== Information supplied ==
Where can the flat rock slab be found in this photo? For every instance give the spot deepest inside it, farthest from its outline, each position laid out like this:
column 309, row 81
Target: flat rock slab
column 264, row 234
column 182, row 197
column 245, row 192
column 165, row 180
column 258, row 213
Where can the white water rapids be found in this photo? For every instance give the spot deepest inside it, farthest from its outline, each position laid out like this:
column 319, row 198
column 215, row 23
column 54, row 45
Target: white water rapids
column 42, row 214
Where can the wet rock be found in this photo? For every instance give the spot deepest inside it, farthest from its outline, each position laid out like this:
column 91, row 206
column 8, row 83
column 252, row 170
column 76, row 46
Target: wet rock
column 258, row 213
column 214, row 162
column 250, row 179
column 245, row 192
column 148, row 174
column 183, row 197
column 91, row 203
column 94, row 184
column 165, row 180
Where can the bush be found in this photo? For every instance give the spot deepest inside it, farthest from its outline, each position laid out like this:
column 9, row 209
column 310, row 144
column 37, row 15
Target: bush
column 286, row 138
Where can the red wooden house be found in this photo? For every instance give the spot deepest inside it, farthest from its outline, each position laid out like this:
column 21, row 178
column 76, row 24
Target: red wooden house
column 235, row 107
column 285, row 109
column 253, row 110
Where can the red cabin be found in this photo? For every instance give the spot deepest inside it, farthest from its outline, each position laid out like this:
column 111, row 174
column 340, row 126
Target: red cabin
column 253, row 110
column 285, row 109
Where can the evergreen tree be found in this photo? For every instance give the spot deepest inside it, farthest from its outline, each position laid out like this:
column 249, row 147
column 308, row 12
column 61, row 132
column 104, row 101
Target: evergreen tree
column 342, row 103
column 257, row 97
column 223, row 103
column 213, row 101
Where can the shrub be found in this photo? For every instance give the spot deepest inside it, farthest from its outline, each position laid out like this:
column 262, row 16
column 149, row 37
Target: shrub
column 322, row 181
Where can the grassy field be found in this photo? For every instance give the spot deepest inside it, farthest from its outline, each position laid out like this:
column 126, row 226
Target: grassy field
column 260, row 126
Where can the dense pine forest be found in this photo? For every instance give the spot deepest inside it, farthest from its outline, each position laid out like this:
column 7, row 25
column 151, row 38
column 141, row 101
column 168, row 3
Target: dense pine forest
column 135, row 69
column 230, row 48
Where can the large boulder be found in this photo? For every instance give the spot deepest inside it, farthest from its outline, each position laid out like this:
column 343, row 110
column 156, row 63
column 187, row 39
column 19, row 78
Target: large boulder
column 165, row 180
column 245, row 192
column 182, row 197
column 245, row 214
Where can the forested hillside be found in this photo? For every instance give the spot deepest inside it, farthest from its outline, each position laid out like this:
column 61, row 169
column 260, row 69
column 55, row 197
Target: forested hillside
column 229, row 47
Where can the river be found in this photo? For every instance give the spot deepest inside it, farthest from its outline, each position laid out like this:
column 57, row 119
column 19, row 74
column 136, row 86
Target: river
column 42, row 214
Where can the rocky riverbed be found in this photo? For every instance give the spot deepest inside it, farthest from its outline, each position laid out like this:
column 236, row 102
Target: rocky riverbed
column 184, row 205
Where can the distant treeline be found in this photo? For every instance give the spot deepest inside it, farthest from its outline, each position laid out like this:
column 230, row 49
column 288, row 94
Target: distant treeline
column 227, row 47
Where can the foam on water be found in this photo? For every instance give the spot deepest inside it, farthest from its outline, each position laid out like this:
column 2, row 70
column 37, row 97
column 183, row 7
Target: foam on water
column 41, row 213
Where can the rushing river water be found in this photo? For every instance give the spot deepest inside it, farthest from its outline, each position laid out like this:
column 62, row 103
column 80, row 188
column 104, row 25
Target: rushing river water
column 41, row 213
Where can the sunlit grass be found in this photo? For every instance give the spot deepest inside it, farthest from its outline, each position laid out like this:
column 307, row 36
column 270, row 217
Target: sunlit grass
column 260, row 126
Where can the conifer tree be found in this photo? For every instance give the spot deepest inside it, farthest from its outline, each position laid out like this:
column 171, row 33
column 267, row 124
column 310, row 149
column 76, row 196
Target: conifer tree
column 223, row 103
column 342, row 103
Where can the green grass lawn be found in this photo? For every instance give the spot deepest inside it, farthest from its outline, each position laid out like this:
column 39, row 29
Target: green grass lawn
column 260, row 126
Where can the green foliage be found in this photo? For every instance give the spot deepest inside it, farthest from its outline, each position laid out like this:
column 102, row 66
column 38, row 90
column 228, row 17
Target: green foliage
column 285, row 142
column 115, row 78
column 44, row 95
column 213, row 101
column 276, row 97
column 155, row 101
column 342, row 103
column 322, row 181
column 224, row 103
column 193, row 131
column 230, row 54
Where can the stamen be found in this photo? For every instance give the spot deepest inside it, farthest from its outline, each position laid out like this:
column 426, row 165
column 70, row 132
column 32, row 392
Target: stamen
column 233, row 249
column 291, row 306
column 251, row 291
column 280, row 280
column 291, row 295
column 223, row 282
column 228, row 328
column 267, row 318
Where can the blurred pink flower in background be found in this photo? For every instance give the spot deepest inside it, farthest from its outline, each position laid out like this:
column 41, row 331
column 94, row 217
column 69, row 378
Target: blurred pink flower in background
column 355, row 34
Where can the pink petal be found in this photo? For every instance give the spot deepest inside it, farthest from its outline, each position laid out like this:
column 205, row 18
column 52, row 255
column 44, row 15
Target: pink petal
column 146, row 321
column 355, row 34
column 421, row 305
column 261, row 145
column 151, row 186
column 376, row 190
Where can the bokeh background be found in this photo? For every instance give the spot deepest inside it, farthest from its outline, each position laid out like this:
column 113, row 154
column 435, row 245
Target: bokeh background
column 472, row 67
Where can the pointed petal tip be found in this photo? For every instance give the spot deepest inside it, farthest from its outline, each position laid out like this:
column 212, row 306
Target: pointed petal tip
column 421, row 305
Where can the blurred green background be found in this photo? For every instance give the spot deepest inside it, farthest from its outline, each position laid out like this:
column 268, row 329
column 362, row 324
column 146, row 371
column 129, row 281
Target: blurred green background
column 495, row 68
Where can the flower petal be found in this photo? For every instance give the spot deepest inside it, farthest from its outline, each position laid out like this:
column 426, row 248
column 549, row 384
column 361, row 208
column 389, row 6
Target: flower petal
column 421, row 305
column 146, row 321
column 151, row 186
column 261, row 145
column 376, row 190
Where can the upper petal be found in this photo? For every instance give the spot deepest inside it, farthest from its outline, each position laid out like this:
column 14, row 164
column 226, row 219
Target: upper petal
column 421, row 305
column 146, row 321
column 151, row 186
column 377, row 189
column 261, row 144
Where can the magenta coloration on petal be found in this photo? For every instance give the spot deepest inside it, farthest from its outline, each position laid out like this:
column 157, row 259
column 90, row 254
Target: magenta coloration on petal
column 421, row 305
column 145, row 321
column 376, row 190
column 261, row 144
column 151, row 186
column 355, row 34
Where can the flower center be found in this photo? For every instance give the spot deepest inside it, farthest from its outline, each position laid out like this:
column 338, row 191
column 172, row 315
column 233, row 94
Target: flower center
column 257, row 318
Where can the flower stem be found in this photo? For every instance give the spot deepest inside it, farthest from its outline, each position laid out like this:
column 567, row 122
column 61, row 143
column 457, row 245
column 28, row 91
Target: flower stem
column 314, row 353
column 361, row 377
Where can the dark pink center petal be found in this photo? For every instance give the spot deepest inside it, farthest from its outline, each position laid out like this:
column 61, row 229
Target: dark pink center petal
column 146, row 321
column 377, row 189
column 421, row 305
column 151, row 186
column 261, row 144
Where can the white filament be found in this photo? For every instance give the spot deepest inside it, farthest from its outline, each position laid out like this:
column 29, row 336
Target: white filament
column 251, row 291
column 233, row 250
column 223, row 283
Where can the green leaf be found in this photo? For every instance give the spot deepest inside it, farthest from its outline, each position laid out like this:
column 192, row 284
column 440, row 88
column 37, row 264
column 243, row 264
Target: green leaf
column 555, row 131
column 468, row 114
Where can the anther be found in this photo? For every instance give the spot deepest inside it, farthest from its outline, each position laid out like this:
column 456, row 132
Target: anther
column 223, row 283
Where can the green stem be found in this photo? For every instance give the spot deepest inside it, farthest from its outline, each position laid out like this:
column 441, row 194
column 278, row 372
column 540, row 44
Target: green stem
* * *
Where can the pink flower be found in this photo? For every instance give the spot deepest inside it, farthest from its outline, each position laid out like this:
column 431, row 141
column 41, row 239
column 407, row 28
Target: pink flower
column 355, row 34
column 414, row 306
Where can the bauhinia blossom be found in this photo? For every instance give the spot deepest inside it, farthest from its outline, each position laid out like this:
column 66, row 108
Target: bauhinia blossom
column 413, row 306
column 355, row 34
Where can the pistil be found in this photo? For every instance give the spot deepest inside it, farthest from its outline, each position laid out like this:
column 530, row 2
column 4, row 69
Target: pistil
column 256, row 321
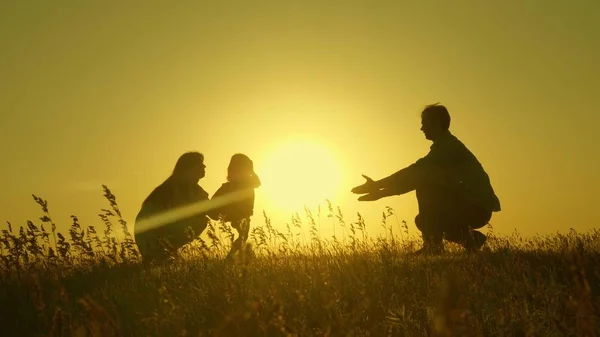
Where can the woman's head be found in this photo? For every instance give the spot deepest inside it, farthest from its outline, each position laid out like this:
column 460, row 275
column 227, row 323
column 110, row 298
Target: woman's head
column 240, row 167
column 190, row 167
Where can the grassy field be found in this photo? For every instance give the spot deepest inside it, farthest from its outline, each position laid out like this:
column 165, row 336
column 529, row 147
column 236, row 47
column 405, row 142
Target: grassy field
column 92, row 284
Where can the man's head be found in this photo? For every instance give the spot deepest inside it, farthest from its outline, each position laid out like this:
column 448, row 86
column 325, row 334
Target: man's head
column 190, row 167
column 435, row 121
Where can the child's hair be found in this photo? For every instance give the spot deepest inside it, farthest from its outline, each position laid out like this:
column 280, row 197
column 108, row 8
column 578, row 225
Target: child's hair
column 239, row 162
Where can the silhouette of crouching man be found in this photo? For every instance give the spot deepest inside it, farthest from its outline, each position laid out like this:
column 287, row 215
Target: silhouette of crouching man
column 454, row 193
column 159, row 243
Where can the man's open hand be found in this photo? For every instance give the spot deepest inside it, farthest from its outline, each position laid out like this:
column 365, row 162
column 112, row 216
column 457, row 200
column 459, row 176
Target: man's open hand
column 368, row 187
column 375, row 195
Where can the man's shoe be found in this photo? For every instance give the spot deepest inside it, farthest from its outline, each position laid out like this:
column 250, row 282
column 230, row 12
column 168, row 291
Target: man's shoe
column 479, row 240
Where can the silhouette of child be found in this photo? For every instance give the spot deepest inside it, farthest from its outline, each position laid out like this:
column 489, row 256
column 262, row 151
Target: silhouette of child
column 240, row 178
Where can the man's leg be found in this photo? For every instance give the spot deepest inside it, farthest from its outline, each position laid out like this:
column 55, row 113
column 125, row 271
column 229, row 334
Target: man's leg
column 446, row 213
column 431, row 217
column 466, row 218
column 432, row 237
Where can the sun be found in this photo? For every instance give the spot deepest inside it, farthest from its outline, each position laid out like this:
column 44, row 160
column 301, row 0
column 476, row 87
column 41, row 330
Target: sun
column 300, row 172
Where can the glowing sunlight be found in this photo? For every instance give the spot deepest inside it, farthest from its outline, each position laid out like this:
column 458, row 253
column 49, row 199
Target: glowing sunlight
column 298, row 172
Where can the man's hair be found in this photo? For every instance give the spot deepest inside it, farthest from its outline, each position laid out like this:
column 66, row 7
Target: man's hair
==
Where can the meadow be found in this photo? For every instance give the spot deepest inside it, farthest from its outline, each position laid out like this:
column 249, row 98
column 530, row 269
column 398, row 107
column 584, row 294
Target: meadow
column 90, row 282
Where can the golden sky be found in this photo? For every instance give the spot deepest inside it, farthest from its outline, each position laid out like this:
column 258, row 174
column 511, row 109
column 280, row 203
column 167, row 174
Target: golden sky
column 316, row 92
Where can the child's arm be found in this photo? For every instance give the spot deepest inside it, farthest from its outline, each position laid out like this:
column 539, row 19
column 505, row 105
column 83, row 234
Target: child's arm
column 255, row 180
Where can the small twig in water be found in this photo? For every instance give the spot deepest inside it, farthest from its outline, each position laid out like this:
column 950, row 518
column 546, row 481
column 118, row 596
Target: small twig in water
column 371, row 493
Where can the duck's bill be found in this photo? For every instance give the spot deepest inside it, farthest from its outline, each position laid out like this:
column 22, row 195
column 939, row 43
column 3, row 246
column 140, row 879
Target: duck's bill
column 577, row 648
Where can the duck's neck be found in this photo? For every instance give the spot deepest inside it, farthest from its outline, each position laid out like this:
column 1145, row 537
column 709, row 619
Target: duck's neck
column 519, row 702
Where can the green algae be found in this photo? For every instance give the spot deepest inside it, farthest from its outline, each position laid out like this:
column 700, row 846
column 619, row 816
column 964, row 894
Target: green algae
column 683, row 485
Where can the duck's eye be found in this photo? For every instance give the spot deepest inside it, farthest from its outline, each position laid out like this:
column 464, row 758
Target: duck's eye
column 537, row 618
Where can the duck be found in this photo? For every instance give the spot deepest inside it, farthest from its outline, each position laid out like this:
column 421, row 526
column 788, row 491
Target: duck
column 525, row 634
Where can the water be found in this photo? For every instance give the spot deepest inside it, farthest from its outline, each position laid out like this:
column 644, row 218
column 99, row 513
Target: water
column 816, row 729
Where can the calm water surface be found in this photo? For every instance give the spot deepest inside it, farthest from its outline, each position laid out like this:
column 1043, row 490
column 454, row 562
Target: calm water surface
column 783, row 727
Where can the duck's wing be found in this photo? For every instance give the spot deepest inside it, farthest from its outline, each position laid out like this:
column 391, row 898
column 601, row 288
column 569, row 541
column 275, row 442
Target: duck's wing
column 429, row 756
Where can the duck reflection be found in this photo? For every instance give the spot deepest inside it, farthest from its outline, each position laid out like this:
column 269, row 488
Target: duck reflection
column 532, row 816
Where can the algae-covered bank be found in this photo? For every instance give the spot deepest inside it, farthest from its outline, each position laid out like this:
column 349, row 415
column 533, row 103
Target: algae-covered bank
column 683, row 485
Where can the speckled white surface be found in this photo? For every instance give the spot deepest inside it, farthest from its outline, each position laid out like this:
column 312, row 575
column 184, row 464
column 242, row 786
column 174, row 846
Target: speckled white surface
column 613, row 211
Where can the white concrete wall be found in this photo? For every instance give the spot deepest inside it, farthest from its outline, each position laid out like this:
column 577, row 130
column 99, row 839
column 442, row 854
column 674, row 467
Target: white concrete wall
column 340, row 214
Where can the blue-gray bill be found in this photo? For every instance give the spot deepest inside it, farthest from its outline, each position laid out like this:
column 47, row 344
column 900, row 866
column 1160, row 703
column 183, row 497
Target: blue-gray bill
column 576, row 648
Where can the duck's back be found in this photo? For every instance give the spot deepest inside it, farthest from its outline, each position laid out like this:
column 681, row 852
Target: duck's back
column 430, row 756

== Prompt ==
Please reproduce the stretch of the material from the line containing "Where can the glowing" through the line containing "column 298, row 172", word for word and line for line.

== Task answer ==
Where can the glowing sunlight be found in this photo? For every instance give the spot deepest inside it, farthest from its outline, each position laid out like this:
column 458, row 253
column 49, row 199
Target: glowing sunlight
column 298, row 172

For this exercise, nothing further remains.